[Records excerpted from a collection]
-- start --

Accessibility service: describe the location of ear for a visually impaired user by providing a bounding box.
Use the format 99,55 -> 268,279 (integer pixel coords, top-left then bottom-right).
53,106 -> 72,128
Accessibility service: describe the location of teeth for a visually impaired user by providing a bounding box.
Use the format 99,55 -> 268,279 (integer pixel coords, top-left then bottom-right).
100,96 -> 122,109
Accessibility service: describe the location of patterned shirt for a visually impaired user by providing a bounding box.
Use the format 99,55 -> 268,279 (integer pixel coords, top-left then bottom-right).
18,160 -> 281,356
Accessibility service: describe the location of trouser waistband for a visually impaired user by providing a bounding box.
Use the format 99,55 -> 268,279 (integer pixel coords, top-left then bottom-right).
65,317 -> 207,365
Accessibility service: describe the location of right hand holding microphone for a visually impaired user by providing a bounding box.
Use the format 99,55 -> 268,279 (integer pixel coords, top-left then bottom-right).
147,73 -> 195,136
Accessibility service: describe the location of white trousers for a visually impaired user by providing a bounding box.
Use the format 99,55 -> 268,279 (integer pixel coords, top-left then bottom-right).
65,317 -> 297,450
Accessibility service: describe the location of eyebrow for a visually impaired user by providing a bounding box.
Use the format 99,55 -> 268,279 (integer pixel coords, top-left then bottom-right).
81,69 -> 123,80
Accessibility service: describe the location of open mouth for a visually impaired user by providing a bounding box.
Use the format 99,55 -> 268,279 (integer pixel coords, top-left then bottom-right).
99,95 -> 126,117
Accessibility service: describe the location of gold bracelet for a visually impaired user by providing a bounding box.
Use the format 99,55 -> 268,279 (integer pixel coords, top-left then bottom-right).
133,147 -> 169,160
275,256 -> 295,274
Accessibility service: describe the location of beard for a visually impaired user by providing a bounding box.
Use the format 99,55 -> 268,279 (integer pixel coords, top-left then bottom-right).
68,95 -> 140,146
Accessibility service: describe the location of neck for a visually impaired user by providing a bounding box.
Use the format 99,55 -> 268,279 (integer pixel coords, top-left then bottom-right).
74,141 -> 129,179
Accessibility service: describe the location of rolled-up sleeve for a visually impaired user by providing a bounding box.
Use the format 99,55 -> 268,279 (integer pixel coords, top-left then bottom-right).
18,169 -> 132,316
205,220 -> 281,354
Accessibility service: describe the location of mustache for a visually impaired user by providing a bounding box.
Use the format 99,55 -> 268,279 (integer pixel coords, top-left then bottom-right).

-- end --

### SHORT EXERCISE
Convert the listing above into a JSON array of strings, one string per line, leaving out any blank lines.

### PROBLEM SOLUTION
[
  "Accessibility service: describe the location of ear for a visually impaired user by providing a bounding box.",
  "Use the format 99,55 -> 268,279 (integer pixel coords, top-left then bottom-right).",
  "53,106 -> 72,128",
  "Accessibility service: describe the location of teeth for a visually impaired user by providing a bounding box.",
  "Use the format 99,55 -> 268,279 (integer pixel coords, top-left then bottom-right).",
  "100,96 -> 122,109",
  "Accessibility service: describe the location of patterned shirt for a visually impaired user by providing a bounding box.",
  "Use the format 99,55 -> 268,279 (integer pixel coords, top-left then bottom-right).",
  "18,160 -> 281,356",
  "Accessibility service: describe the location of trouser waistband for a visually impaired user by providing a bounding box.",
  "Use the format 99,55 -> 268,279 (integer pixel coords, top-left then bottom-right).",
  "65,317 -> 207,365",
  "Accessibility service: describe the location of right hand holding microphone for a visually impaired user by providing a bounding box.",
  "Use the format 99,55 -> 268,279 (integer pixel coords, top-left then bottom-right).",
  "147,73 -> 195,136",
  "Accessibility service: describe the location of white trousers for a visually impaired user by providing a bounding box.",
  "Use the format 99,55 -> 268,279 (integer pixel coords, top-left then bottom-right).",
  "65,317 -> 297,450",
  "Accessibility service: describe the location of eyebrow for a visually impaired user by providing a bounding box.",
  "Use the format 99,55 -> 268,279 (integer pixel coords, top-left then bottom-right).",
  "81,69 -> 123,80",
  "Accessibility service: describe the location of open mouth for a visually impaired user by providing a bounding box.",
  "Use the format 99,55 -> 268,279 (integer pixel coords, top-left then bottom-right).",
  "99,95 -> 126,117",
  "Accessibility service: describe the location of gold bracelet for a visually impaired user by providing a bounding box.",
  "Use the format 99,55 -> 268,279 (integer pixel coords, top-left then bottom-right).",
  "133,147 -> 169,160",
  "275,256 -> 295,274",
  "Accessibility service: describe the location of beard for a visually impaired user by providing a bounding box.",
  "Use the format 99,55 -> 268,279 (integer pixel coords, top-left then bottom-right).",
  "68,95 -> 140,146",
  "Accessibility service: describe the location of neck for a visually impaired user by providing a bounding box.",
  "Use the format 99,55 -> 268,279 (integer pixel coords, top-left then bottom-right).",
  "74,141 -> 129,179",
  "Accessibility service: describe the location of rolled-up sleeve for a visually impaired user by providing a bounding box.",
  "Use the format 99,55 -> 268,279 (integer pixel coords, top-left then bottom-right).",
  "18,169 -> 132,316",
  "205,220 -> 281,354",
  "Accessibility service: describe the location of mustache for a visually impaired user by providing a bounding box.",
  "Use the format 99,55 -> 268,279 (integer pixel coords, top-left then bottom-right)."
]